[Collected data]
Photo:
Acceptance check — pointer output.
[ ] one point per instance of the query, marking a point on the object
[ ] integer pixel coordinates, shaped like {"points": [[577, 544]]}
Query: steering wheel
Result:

» What is needed: Copy the data above word for word, leaving out nothing.

» Answer to the exercise:
Photo:
Acceptance check — pointer output.
[ ] one point per instance of the query, marking a point on the object
[ ] integer pixel coordinates, shaped like {"points": [[577, 544]]}
Query: steering wheel
Result:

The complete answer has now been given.